[Texte de la page]

==========

0. La « table des oppositions »

 

Il se peut qu’en relisant les Grecs de l’antiquité nous trouvions étrange cette manière de classer, de distribuer les êtres et les places, en fonction de couples antithétiques de qualités naturelles. D’où vient-il, par exemple, que dans le discours dominant de la Grèce antique, le chaud et le sec conviennent à l’homme, tandis que l’humidité et le froid incombent à la femme1 ?

 

Selon un mécanisme qu’il est donné à chacun-e d’éprouver, cette assignation nous paraît aujourd’hui contingente et arbitraire qui autrefois se recommandait des nécessités de la nature. En cela, elle correspond aux débuts de la science qui, ne masquant encore que maladroitement ses origines mythologiques, cherche dans des causes « naturelles » des raisons pour fonder à nouveaux frais le monde qu’elle a sous les yeux. Dans le cas de la Grèce antique, il s’agit d’un monde marqué comme chacun sait par la domination masculine. Mais des qualités naturelles comme le sec et l’humide, aux attributs déjà plus humains que sont l’activité et la passivité, il n’y a qu’un pas, que Aristote, parmi d’autres, franchit bien doctement2. Cette opposition – l’activité pour l’homme, la passivité pour la femme – nous est, à nous « modernes », déjà plus familière, au même titre d’ailleurs que la partition tout aussi antique de l’intelligible et du sensible, dont on peut vérifier qu’elle se superpose, dans des textes qui débordent cette fois du seul corpus antique, à la différenciation axiologique des sexes.

 

Que faire alors de ces dichotomies très anciennes qui soutiennent à la fois si souterrainement et si manifestement notre pensée, entraînant dans leur ornière la différence des sexes ? Sans doute, cette question pourrait-elle être posée avec un peu plus de légèreté si de ces logiques binaires il ne résultait pas, bien souvent, l’hégémonie culturelle d’un terme sur l’autre et l’essentialisation des êtres qui en est la conséquence.

 

En 1990, Nicole Loraux, qui se rattache à ce qu’on appelle parfois l’« École de Paris » (de J.-P. Vernant, M. Detienne et P. Vidal-Naquet) publie Les expériences de Tirésias. Confrontée, en tant qu’helléniste, au caractère systématique de ces agencements binaires, elle pose l’existence d’une « table des oppositions » qui culmine, pour ce qui est de la différence des sexes, dans l’exclusion des femmes du domaine de la politique.

==========

Éléments tirés d'une source de données
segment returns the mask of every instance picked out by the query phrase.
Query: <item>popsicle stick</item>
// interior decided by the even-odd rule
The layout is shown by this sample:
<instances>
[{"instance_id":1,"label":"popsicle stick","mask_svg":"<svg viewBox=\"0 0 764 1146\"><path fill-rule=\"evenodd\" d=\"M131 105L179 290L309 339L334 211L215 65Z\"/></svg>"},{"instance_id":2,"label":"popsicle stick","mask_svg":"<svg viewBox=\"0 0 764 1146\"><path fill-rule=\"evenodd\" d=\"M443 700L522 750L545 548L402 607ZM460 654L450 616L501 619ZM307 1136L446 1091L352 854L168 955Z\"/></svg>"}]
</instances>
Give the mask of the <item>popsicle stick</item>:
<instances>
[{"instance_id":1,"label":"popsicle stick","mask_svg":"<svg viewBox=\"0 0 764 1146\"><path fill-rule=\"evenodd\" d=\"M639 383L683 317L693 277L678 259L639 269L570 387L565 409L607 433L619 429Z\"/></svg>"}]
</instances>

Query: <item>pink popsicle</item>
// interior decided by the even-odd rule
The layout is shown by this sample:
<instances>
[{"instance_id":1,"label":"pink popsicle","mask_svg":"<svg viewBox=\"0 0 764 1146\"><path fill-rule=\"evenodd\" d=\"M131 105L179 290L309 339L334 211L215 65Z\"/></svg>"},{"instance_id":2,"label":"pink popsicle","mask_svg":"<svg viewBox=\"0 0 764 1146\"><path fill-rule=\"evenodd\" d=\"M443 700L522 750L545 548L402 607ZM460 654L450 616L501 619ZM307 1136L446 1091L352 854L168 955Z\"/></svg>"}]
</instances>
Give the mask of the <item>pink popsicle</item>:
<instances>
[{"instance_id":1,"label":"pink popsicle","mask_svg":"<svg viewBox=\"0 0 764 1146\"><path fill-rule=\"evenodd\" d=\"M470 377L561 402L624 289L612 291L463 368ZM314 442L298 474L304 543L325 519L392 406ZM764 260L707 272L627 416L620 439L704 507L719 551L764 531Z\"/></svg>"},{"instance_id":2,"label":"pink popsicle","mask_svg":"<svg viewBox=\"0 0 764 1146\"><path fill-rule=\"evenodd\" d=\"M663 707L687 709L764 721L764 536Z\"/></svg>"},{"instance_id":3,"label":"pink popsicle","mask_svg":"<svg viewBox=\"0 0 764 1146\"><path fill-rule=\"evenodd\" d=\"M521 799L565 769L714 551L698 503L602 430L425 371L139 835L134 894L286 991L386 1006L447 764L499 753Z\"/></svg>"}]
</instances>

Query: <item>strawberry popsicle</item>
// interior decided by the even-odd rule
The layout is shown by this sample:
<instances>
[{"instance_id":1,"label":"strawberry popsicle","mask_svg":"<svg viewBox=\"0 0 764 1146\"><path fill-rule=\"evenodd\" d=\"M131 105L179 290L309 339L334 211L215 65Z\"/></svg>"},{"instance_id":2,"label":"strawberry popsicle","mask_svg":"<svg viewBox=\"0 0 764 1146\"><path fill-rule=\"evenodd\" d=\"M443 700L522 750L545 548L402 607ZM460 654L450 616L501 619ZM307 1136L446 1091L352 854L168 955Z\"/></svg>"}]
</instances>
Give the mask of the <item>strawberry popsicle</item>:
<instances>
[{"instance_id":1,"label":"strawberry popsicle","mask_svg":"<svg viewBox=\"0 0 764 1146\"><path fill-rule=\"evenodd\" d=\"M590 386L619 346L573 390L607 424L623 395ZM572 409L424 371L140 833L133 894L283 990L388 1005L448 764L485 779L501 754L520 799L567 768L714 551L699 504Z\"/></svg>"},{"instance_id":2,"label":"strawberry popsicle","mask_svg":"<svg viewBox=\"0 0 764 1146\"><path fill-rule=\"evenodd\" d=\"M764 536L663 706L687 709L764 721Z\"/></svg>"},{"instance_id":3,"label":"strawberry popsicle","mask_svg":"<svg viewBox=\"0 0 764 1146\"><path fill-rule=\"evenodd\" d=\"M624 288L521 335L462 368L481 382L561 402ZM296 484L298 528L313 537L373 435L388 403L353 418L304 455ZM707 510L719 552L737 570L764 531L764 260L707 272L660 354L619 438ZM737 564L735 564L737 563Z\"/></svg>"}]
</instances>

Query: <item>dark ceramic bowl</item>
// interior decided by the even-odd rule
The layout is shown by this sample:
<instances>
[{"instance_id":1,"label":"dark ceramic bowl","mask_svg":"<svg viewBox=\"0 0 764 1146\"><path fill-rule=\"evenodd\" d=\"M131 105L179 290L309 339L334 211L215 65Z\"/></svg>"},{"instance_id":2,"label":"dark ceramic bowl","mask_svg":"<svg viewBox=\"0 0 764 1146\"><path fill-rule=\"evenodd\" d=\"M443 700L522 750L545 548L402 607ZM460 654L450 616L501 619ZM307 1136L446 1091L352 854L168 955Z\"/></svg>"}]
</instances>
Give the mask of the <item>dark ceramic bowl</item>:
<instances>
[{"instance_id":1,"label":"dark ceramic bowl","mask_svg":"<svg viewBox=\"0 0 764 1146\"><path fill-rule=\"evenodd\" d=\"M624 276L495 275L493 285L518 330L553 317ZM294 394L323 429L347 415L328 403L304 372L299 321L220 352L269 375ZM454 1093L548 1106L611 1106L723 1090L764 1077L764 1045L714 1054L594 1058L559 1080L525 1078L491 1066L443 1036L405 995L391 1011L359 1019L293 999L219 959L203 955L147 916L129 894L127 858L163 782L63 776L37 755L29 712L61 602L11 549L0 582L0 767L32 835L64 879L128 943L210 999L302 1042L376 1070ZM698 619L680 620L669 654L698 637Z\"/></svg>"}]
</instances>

==========

[Vos consignes]
A - D'après le texte sur la table des oppositions, quelles qualités le discours dominant de la Grèce antique attribue-t-il à l'homme ?
B - Dans le texte sur la table des oppositions, recopiez tel quel le passage qui va de « Que faire alors » jusqu'à « est la conséquence. ».
Ces données forment un matériau distinct du texte.

[Corrigé des consignes]
A - Le chaud et le sec.

B -
Que faire alors de ces dichotomies très anciennes qui soutiennent à la fois si souterrainement et si manifestement notre pensée, entraînant dans leur ornière la différence des sexes ? Sans doute, cette question pourrait-elle être posée avec un peu plus de légèreté si de ces logiques binaires il ne résultait pas, bien souvent, l’hégémonie culturelle d’un terme sur l’autre et l’essentialisation des êtres qui en est la conséquence.